## TEKS BACAAN:
Headlines
Loading...
Oleh. Fitri Maya

Kementerian Keuangan menyatakan utang pemerintah yang telah mencapai lebih dari 8.000 triliun masih aman. Direktur Jenderal Pengelolaan Pembiayaan dan Resiko Kemenkeu Suminto membeberkan sejumlah alasannya (CNBCIndonesia, 2/1/2024).

World Bank pun mengingatkan resiko utang yang terus menggelembung dikhawatirkan akan membuat negara tersebut mengalami krisis khususnya negara yang ekonominya belum stabil. Tapi sebagaimana pendapat Suminto, Eko Listyanto (wakil direktur Indef) menyatakan sejauh ini rasio utang Indonesia masih terbilang cukup aman. Demikian pula penilaian Menteri Koordinator Bidang Perekonomian Airlangga Hartato bahwa utang tersebut masih terkendali.

## DAFTAR ENTRI:
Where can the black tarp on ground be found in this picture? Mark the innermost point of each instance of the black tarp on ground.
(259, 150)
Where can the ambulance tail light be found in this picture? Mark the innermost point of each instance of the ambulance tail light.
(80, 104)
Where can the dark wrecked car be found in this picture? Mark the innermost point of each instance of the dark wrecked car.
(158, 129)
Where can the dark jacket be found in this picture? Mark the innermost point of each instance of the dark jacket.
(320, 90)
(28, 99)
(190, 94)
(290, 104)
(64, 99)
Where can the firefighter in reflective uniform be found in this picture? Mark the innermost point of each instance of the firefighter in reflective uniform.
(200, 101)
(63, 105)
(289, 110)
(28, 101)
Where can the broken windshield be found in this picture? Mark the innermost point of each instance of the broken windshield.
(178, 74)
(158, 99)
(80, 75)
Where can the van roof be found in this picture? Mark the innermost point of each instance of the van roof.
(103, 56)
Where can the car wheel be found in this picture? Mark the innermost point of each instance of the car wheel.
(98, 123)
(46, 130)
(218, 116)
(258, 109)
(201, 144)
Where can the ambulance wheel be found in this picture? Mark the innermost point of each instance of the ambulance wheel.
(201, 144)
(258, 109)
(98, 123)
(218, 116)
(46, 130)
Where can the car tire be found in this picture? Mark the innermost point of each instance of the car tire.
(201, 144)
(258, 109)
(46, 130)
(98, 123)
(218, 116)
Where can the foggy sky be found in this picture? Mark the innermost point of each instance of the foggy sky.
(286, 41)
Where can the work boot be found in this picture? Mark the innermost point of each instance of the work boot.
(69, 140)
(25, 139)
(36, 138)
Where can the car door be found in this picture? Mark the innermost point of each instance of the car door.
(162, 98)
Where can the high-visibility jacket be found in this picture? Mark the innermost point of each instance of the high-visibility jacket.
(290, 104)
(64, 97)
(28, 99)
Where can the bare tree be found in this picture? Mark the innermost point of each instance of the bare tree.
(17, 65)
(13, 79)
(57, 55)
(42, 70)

## TUGAS ANDA:
• A. Susun ulang paragraf dalam teks tentang utang pemerintah yang diawali "World Bank pun mengingatkan" menjadi daftar butir singkat tanpa menghilangkan fakta utamanya.
• B. Menurut teks tentang utang pemerintah, mengapa Bank Dunia memberi peringatan mengenai utang yang terus menggelembung? Jawablah dalam satu sampai tiga kalimat.
• C. Teruskan teks tentang utang pemerintah mulai dari kalimat terakhirnya.

## KUMPULAN JAWABAN:
• A.
- Bank Dunia mengingatkan bahwa utang yang terus menggelembung dikhawatirkan membuat negara mengalami krisis, khususnya negara yang ekonominya belum stabil.
- Eko Listyanto, wakil direktur Indef, sependapat dengan Suminto bahwa rasio utang Indonesia sejauh ini masih terbilang cukup aman.
- Menteri Koordinator Bidang Perekonomian Airlangga Hartato juga menilai utang tersebut masih terkendali.

• B. Bank Dunia memberi peringatan karena utang yang terus menggelembung dikhawatirkan akan membuat negara mengalami krisis. Kekhawatiran ini terutama berlaku bagi negara yang ekonominya belum stabil.

• C.
Statement bahwa utang masih aman dan terkendali yang didasarkan pada rasio utang terhadap PDB sebenarnya membahayakan. Sebab PDB tidak menggambarkan kemampuan pemerintah dalam membayar hutang. Alasan rendahnya rasio aman terhadap PDB adalah salah dan menyesatkan. Banyak juga yang beralasan bahwa utang tersebut jauh di bawah negara maju seperti AS dan Jepang dengan rasio utang lebih dari 200% adapun Indonesia hanya 60% saja.
Hal ini menjadi justifikasi negara lain yang rasio utangnya jauh di bawah negara-negara maju bahwa tidak masalah berutang selama posisinya masih aman. Padahal kondisinya berbeda dengan negara maju. Negara maju selain memiliki utang tapi mereka juga memberikan utang kepada negara-negara lainnya.

Demikian pula dengan alasan jika utang digunakan untuk biaya produktif cenderung aman terbantahkan, pasalnya Indonesia masuk dalam jebakan utang bukan untuk pembiayaan produktif tapi untuk membayar utang, mirisnya lagi bukan untuk membayar pokok utang tapi bunganya.
Jika flashback ke masa lalu, utang luar negeri ini dilakukan sejak masa kemerdekaan. Negara penjajah hanya membebaskan negeri ini dari penjajahan fisik. Saat itu penjajah Belanda mensyaratkan kemerdekaan tersebut dengan kewajiban menanggung utang-utang Belanda. Padahal utang Belanda digunakan untuk menjajah kita.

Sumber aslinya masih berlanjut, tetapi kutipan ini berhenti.